> _Your tasks_
1. Please summarize the Form 8-K excerpt in two sentences.
2. According to the Form 8-K excerpt, in which state or other jurisdiction is the registrant incorporated?

> _Selected excerpt_
--------
SECURITIES AND EXCHANGE COMMISSION

WASHINGTON, D.C. 20549

 

FORM 8-K

 

CURRENT REPORT

Pursuant to Section 13 or 15(d) of the Securities Exchange Act of 1934

 

Date of report (Date of earliest event reported):  October 27, 2020

 

Ring Energy, Inc.

(Exact name of registrant as specified in its charter)

 

Nevada   001-36057   90-0406406
(State or other jurisdiction of incorporation)   (Commission File Number)   (I.R.S. Employer Identification No.)

 

901 West Wall St. 3rd Floor

Midland, TX

  79701

(Address of principal executive offices) (Zip Code)

 

(432) 682-7464

(Registrant’s telephone number, including area code)

  

Check the appropriate box below if the Form 8-K filing is intended to simultaneously satisfy the filing obligation of the registrant under any of the following provisions (see General Instruction A.2. below):

 

¨ Written communications pursuant to Rule 425 under the Securities Act (17 CFR 230.425)

 

¨ Soliciting material pursuant to Rule 14a-12 under the Exchange Act (17 CFR 240.14a-12)

 

¨ Pre-commencement communications pursuant to Rule 14d-2(b) under the Exchange Act (17 CFR 240.14d-2(b))

 

¨ Pre-commencement communications pursuant to Rule 13e-4(c) under the Exchange Act (17 CFR 240.13e-4(c))

  

Indicate by check mark whether the registrant is an emerging growth company as defined in Rule 405 of the Securities Act of 1933 (§230.405 of this chapter) or Rule 12b-2 of the Securities Exchange Act of 1934 (§240.12b-2 of this chapter).
--------
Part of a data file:
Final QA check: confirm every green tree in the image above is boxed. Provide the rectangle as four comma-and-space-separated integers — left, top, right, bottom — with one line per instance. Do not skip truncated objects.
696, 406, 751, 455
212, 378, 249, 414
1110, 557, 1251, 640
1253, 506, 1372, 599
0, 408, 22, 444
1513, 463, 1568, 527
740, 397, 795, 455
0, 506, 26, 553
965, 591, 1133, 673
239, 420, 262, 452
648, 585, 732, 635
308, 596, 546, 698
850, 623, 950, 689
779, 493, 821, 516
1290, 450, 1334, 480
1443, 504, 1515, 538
--------
> _Answers for the exercise_
1. The excerpt is the opening of a Form 8-K current report filed with the Securities and Exchange Commission under Section 13 or 15(d) of the Securities Exchange Act of 1934 by Ring Energy, Inc., a Nevada company with principal executive offices at 901 West Wall St., 3rd Floor, Midland, TX 79701. It gives October 27, 2020 as the date of the earliest event reported and lists boxes to check if the filing also meets other rule obligations or if the registrant is an emerging growth company.

2. Nevada.